• **Exercise task**:
Copy the entries from the start through the line containing "(0, 196), (225, 299)", requests included, and rescale every coordinate in the answers by 1.65, rounding each to a whole number with halves rounded up. Leave the numbers in the requests and their format samples unchanged.

[Bounding-box entries]
____
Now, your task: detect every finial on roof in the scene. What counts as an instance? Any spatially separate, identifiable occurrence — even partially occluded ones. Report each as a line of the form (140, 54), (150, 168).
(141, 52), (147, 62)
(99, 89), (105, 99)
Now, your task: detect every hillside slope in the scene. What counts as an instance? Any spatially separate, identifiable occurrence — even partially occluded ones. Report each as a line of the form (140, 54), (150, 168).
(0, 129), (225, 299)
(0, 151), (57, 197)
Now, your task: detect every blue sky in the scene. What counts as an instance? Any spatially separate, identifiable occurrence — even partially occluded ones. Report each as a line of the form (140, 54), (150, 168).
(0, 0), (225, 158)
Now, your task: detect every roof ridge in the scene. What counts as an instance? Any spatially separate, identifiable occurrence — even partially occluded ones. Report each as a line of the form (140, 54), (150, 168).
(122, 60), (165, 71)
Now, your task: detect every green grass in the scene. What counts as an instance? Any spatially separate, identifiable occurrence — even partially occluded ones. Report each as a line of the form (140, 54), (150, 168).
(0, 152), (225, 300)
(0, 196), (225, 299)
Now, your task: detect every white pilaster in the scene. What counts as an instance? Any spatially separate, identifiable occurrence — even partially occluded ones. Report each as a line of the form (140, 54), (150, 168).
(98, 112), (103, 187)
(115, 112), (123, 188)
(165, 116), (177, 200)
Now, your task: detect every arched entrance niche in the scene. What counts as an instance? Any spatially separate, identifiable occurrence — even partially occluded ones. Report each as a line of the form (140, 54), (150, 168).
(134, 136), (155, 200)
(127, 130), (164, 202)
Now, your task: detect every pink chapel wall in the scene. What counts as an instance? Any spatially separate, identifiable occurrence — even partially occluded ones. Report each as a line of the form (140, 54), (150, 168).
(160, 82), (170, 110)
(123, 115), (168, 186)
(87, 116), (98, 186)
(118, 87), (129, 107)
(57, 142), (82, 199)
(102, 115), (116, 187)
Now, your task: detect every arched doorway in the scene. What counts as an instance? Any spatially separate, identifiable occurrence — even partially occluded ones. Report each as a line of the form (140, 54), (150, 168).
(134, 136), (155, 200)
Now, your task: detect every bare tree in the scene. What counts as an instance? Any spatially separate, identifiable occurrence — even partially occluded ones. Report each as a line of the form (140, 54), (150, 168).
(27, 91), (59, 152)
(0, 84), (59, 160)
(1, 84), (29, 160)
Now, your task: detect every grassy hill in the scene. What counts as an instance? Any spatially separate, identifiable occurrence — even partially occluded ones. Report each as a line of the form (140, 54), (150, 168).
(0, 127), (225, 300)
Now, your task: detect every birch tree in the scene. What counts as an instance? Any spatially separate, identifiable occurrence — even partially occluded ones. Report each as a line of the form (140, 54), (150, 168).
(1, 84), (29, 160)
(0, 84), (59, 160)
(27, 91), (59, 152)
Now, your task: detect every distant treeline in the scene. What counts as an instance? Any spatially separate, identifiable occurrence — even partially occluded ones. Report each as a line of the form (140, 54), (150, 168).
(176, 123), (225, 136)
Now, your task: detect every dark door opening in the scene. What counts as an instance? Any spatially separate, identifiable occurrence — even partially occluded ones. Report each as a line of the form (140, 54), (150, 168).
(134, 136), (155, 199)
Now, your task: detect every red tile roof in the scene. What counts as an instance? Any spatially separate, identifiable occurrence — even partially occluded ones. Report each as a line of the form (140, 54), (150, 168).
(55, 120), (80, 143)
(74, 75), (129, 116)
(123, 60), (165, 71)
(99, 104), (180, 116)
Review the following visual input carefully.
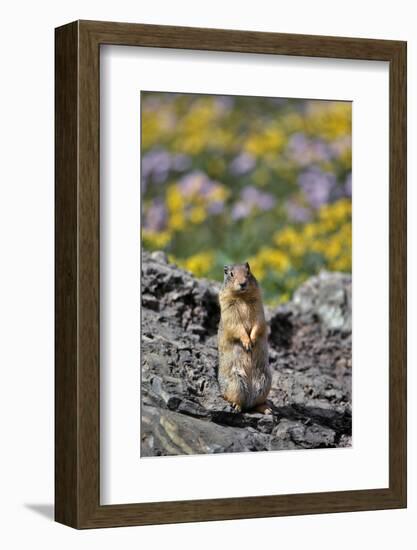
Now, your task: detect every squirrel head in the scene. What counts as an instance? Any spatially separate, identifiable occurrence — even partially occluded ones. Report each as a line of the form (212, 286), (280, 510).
(223, 262), (258, 295)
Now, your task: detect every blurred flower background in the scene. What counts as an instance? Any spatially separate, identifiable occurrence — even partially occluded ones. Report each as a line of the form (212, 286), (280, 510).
(141, 92), (352, 304)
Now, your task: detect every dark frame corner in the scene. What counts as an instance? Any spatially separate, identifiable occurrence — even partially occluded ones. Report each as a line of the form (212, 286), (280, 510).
(55, 21), (407, 528)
____
• **Response to the task**:
Now, your task: detect every finial on roof in the scene. What counts as an instance? Any spatially separate, identifiable occurrence — even partially occluded ones. Report each as a line of the form (140, 54), (150, 168).
(233, 86), (243, 102)
(163, 147), (173, 163)
Now, your task: detect every hillside slope in the scene. What counts as an instance? Any spatially separate, identifiable occurrence — even partially occluded ones. Report each as a line of the form (140, 54), (150, 168).
(0, 213), (371, 493)
(0, 249), (94, 325)
Now, your task: detect every blue sky in the scene. What counts as an instance? Any spatially separate, identifiable occurrence — even partially occluded ones. Report each as a line of the form (140, 54), (150, 168).
(0, 0), (371, 261)
Now, your task: detect every roof ridge in the scene. What counts as an instance? Any spatially separate, identifiable occurrence — even partially occluded ones. Report each as a line of the form (140, 54), (150, 168).
(201, 99), (272, 117)
Now, your task: detect every green grass in the scene. What counts as an instance? Any spatially separate, identifiable occurrence — even partially occluded ones. Report each as a line of the form (140, 54), (150, 168).
(0, 251), (371, 495)
(0, 323), (371, 493)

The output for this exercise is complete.